■ What is required ■
Copy exactly the lines from the one containing "Could you please indicate the white protest" through the last line of the records, both included, and nothing more.

■ Data rows ■
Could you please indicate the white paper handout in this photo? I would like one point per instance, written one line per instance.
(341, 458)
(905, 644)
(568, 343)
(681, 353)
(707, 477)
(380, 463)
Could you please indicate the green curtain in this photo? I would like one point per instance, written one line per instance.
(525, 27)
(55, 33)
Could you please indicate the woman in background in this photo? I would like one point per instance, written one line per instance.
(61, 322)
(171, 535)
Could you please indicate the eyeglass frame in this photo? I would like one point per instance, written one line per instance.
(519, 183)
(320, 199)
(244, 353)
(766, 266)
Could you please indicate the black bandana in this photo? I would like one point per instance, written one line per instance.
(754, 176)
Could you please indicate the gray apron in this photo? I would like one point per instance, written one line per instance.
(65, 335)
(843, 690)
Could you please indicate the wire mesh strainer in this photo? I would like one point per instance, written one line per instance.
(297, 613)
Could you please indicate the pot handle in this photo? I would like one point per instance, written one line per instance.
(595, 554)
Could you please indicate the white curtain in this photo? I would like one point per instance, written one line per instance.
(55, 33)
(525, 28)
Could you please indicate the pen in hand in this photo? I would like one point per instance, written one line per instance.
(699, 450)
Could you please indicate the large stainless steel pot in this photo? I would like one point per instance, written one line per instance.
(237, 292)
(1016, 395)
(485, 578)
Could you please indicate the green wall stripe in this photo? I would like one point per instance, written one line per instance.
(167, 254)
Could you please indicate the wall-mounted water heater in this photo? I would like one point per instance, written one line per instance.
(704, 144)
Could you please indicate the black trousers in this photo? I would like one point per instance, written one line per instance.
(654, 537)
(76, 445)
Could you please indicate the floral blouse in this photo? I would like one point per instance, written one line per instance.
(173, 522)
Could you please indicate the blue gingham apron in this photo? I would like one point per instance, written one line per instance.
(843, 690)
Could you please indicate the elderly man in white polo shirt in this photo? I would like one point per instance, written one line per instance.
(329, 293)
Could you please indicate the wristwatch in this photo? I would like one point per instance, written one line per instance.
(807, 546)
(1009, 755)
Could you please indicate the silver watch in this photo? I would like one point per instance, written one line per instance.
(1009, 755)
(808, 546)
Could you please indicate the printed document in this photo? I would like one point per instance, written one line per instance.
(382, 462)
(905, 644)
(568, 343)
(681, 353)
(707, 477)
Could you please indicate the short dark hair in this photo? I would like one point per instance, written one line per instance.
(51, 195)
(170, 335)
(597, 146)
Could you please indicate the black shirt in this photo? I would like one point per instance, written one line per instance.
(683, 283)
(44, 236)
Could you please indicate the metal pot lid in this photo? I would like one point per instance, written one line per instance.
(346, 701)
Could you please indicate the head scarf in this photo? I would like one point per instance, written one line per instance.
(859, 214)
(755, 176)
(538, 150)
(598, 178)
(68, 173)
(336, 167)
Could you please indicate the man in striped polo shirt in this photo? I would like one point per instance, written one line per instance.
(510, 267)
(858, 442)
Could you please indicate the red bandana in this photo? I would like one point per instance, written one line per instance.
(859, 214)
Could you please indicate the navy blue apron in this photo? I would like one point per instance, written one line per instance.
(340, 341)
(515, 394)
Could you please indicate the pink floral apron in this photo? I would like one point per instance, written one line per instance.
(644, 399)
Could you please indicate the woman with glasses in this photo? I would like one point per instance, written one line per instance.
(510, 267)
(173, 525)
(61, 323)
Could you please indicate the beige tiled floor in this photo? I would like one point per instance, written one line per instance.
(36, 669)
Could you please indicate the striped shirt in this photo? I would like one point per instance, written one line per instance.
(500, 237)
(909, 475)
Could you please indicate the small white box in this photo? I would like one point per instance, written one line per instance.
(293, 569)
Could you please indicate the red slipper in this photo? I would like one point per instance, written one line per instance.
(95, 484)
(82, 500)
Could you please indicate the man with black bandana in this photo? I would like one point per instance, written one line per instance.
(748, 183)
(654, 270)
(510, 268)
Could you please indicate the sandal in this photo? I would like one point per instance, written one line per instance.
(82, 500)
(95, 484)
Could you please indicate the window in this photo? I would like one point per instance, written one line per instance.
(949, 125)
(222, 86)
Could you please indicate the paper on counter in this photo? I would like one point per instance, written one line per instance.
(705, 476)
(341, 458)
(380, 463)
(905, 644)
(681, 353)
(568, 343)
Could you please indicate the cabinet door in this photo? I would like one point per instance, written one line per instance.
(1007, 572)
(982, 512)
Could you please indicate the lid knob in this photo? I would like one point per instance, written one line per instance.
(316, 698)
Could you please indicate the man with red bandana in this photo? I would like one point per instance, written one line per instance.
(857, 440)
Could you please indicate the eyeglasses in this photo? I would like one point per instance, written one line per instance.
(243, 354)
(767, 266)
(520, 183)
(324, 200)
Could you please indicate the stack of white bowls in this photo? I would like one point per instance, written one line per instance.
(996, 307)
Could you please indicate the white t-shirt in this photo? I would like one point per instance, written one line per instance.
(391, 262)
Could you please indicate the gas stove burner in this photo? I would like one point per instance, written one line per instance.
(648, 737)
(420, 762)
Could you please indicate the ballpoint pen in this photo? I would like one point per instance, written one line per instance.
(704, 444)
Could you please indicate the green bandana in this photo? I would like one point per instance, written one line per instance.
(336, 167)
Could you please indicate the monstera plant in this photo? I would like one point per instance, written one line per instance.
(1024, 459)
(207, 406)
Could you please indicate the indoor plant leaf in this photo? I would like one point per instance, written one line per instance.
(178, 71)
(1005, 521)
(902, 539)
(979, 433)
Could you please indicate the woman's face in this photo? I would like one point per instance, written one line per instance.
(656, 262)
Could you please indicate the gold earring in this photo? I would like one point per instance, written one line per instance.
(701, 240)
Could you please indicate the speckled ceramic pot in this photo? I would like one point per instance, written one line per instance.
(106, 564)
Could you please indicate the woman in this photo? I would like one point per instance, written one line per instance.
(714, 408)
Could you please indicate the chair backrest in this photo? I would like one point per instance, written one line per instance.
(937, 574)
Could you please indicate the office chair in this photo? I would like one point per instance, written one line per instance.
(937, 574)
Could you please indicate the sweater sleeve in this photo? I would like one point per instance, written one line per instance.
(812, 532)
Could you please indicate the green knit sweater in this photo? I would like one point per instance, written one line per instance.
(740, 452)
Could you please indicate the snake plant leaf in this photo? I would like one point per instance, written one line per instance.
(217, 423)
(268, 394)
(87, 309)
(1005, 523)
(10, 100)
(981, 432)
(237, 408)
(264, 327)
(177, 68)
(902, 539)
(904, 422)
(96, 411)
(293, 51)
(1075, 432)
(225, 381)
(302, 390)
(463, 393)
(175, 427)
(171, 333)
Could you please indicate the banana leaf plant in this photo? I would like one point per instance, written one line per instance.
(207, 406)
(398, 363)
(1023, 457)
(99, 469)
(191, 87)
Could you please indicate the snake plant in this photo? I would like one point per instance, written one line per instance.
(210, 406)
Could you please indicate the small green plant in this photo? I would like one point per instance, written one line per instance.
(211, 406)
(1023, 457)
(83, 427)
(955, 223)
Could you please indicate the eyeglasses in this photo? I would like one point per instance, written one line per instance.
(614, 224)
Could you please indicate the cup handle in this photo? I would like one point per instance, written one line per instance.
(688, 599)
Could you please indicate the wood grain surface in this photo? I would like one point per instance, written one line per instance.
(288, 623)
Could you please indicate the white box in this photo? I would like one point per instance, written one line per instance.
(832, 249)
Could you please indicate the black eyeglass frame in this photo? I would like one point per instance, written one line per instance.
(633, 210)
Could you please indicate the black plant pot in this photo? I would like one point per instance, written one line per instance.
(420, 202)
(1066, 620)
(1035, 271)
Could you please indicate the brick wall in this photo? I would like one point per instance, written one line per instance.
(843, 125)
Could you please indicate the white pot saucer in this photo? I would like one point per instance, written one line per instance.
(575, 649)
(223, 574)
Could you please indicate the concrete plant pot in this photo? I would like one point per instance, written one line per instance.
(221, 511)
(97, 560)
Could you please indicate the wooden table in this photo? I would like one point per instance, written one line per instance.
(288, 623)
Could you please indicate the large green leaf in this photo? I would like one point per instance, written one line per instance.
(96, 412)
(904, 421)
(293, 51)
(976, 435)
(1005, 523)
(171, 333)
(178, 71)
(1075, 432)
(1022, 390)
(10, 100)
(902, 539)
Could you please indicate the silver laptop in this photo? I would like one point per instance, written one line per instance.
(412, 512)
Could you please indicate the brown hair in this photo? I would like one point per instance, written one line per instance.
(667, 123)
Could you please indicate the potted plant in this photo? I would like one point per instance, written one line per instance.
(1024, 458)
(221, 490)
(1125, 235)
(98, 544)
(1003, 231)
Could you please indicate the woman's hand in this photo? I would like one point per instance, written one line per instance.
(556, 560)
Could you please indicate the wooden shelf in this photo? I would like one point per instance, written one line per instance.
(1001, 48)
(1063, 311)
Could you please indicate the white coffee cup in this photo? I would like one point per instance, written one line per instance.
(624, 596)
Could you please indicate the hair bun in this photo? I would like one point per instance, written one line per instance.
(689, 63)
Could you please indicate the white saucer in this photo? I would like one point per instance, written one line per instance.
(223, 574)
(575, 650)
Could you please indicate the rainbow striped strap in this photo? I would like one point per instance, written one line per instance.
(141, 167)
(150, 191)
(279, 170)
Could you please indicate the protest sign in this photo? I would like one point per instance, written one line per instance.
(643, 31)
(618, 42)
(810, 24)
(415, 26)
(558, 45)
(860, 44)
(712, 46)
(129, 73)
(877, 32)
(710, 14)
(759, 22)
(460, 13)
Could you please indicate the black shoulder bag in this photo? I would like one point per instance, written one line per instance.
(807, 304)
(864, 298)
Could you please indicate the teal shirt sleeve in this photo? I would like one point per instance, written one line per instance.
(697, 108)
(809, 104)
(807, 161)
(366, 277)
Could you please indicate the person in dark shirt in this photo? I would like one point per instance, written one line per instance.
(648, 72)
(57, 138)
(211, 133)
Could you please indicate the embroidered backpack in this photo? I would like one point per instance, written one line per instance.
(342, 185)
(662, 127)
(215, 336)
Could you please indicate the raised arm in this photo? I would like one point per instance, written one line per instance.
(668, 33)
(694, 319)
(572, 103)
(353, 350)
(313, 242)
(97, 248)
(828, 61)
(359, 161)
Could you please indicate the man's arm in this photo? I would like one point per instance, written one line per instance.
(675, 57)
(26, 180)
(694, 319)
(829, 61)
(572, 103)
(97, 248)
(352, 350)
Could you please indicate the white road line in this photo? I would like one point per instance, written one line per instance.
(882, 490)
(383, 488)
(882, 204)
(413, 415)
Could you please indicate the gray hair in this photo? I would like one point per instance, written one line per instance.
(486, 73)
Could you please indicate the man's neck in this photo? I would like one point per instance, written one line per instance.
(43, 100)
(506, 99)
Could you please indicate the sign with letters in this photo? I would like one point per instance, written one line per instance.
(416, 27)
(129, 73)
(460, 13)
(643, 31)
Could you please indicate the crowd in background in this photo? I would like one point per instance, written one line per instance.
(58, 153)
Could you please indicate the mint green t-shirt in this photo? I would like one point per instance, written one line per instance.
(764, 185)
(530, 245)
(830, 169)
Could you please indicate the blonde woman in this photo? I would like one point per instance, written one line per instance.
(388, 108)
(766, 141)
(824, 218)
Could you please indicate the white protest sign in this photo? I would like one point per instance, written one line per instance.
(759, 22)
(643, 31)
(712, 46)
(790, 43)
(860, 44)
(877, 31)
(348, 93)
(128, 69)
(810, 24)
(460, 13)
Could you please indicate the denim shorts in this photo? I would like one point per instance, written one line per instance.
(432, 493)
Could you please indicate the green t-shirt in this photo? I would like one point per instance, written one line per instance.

■ Output below ■
Could you please indicate the white protest sign in this photo? I would like one point per instance, written one line per instance.
(759, 22)
(643, 31)
(712, 46)
(790, 43)
(860, 44)
(877, 31)
(348, 93)
(128, 69)
(810, 24)
(460, 13)
Could you please indicate the denim shorts in this photo? I would like one point per instance, written one line per instance.
(432, 493)
Could you please indicate the green t-shirt in this photo? I would like one point per instance, written one line per instance.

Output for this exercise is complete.